▸ **設問**:
1. 読解文によると、関節リウマチのtreat-to-targetで用いられている疾患活動性指標は何ですか。
2. 読解文のうち「一方で,炎症性腸疾患では」で始まる段落を、主要な事実を保ったまま箇条書きで簡潔にまとめてください。

糖尿病でのHbA1c値,高血圧症での血圧値,脂質異常症でのLDL-コレステロール値がその代表例である。また,炎症性疾患である関節リウマチでも,DAS(disease activity score)という疾患活動性指標を用いたtreat-to-targetが導入されている。これらの治療目標は,疾患による長期合併症を改善するという,エビデンスに基づいて設定されているところが,重要な点である。
一方で,炎症性腸疾患では長らく症状の緩和が治療目標であった。しかし,症状緩和のみでは,長期予後を変えることができないことが明らかになってきた。現在では,内視鏡的に炎症のない状態である「粘膜治癒」を達成することで,病気の自然史を変えることができるのではないか,と考えられている。しかし,内視鏡は侵襲的な検査であり,頻回に施行することができない。そのため,炎症性腸疾患の治療目標として,日常臨床で使いやすい指標を開発するための動きが始まっている(文献1)。
まだ具体的な指標が提唱されているわけではないが,近い将来,treat-to-targetが導入されることは間違いない。

【文献】


1) Peyrin-Biroulet L, et al:Am J Gastroenterol. 2015;110(9):1324-38.

▸ **領域指示データ**:
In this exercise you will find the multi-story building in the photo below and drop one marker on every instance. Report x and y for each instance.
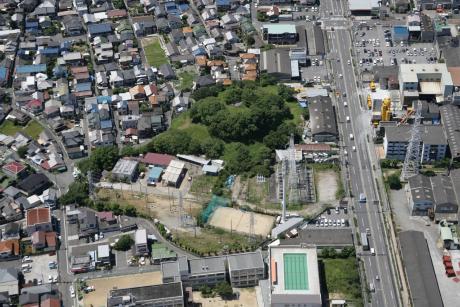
(195, 272)
(293, 276)
(165, 295)
(433, 145)
(245, 270)
(430, 82)
(280, 34)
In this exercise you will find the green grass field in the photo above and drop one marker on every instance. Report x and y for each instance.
(155, 54)
(342, 277)
(32, 129)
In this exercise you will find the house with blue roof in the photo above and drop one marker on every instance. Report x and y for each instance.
(30, 69)
(99, 29)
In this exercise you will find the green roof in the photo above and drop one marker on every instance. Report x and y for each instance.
(280, 28)
(161, 251)
(295, 271)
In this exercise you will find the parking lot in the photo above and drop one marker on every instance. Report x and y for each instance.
(374, 46)
(331, 218)
(40, 270)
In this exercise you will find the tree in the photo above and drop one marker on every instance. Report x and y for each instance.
(172, 142)
(286, 92)
(124, 243)
(394, 182)
(249, 40)
(213, 148)
(130, 210)
(22, 151)
(204, 110)
(224, 289)
(231, 95)
(102, 158)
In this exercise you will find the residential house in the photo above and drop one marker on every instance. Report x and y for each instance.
(38, 219)
(15, 170)
(9, 249)
(72, 25)
(12, 231)
(140, 243)
(9, 282)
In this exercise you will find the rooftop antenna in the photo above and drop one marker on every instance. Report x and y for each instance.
(412, 161)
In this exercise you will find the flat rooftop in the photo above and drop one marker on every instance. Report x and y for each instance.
(294, 271)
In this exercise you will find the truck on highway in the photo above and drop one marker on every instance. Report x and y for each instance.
(364, 241)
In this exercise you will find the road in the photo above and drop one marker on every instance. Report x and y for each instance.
(360, 158)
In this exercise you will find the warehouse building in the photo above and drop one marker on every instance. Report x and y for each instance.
(276, 62)
(294, 276)
(280, 34)
(322, 120)
(364, 8)
(430, 82)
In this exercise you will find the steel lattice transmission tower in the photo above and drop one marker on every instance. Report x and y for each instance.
(293, 177)
(412, 161)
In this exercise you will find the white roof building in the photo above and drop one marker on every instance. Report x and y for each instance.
(294, 276)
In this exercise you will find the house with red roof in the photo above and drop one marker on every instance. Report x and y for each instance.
(14, 170)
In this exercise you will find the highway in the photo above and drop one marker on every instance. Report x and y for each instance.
(362, 164)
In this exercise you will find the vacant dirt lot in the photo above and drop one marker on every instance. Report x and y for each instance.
(247, 298)
(165, 208)
(326, 185)
(104, 285)
(237, 220)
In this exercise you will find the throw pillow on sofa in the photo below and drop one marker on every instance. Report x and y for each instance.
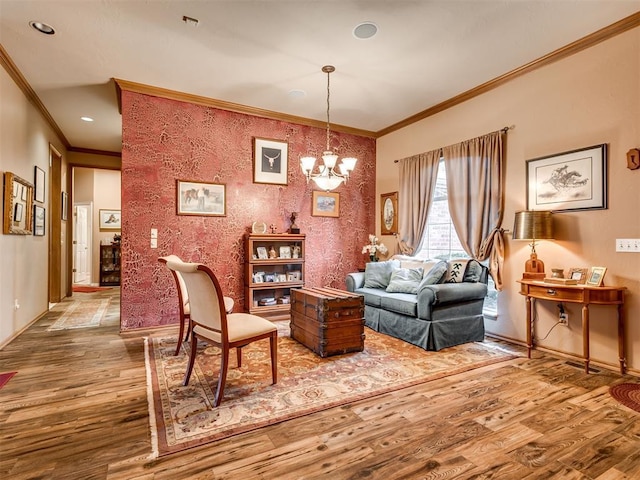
(378, 274)
(405, 280)
(436, 274)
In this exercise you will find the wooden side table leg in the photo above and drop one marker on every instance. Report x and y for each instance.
(529, 327)
(621, 340)
(585, 337)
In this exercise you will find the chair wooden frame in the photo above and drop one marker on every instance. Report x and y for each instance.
(183, 299)
(200, 329)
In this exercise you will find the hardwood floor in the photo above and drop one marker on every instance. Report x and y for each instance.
(77, 409)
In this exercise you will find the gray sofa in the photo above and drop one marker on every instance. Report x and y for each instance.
(433, 305)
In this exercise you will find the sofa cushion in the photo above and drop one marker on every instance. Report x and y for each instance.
(455, 271)
(436, 274)
(378, 274)
(405, 280)
(473, 273)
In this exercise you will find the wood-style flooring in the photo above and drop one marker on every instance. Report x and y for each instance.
(77, 409)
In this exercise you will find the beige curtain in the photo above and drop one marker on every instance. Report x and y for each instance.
(476, 198)
(417, 183)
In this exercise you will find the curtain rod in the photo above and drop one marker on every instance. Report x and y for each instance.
(503, 130)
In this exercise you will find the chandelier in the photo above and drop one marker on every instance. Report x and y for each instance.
(328, 177)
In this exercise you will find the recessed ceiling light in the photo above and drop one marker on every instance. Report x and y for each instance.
(43, 28)
(365, 30)
(297, 93)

▸ **解答**:
1. DAS(disease activity score)です。

2.
・炎症性腸疾患では長らく症状の緩和が治療目標だったが、症状緩和のみでは長期予後を変えられないことが明らかになった。
・現在は、内視鏡的に炎症のない状態である「粘膜治癒」の達成により、病気の自然史を変えられるのではないかと考えられている。
・内視鏡は侵襲的な検査で頻回に施行できないため、日常臨床で使いやすい治療目標の指標を開発する動きが始まっている。